* Ausgangstext *
———

Von der Langeweile und bedrohlichen Haarschnitten

Eigentlich wollte ich heute über damals erzählen, als ich noch in Bern meinen Salon hatte, diesen wunderschönen Laden, in welchem man sich ein bisschen wie in der Sahara fühlte ( der Name war auch saHaara). Doch jetzt fallen mir gefühlt tausend Dinge ein, über die ich schreiben möchte. Zum Beispiel über die Zeit. Wo bleibt die Zeit eigentlich? Und warum ist sie so knapp? Dreht sich die Welt schneller, oder liegt es nur an den überfüllten Terminkalender? Könnte man die Zeit ausdehnen, oder läuft sie einem wirklich davon? Erst gestern hatte ich dieses Gefühl, welches mich in leichte Panik versetze, dass ich keine Zeit habe. Sie fehlt mir für all die Dinge, die ich machen möchte. Ich liebe es mich zu langweilen, denn dann entstehen die besten Ideen, wird meine Wohnung auseinander genommen und all die unnötigen Dinge werden aussortiert und entsorgt, die schon lange vor sich hingammeln. Momente mich in ein Buch zu vertiefen oder mich den Legokreationen meines Sohnes hinzugeben (oder in den Genuss eines Salzteigmenüs meiner Tochter zu kommen) geniesse ich zutiefst. In der Langeweile verbergen sich viele Schätze. Schätze, die im Dschungel der unzähligen Termine und Verpflichtungen untergehen. Man kann die Zeit nicht aufhalten und die Termine verschieben. Aber vielleicht könnte man ab und zu einen „langweiligen Tag“ eintragen im Terminkalender. Könnte ja sein, dass es sich dadurch ein wenig anfühlt, als würde die Zeit ausgedehnt? Einen Versuch wäre es wert.

———

* Datenübersicht *
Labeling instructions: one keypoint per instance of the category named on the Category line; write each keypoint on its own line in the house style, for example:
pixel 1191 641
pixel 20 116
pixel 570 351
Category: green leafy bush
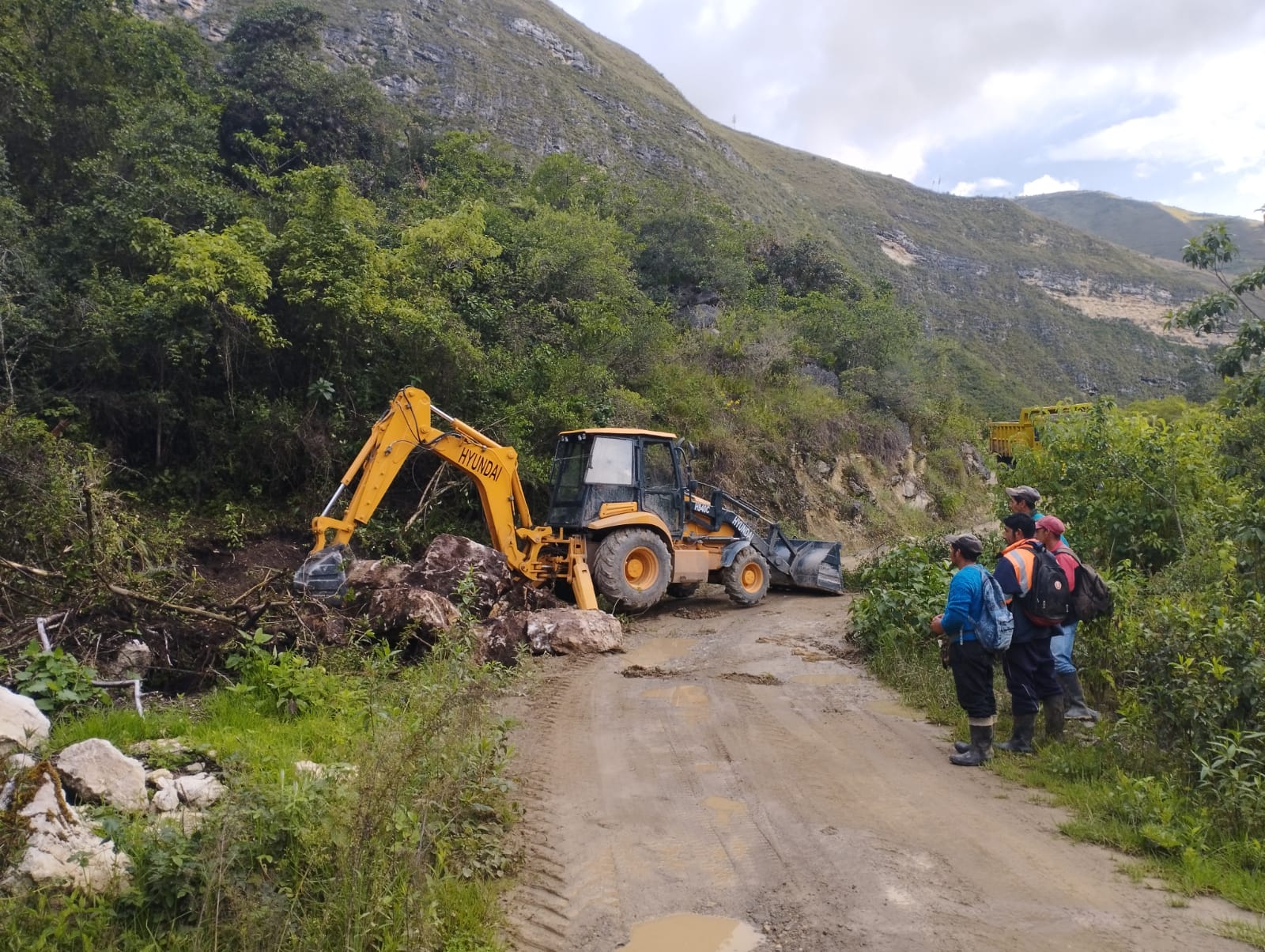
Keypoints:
pixel 55 680
pixel 901 590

———

* Aufgabe *
Wie hieß laut dem Text über Langeweile und Zeit der Salon in Bern?

* Schriftliche Antwort *
saHaara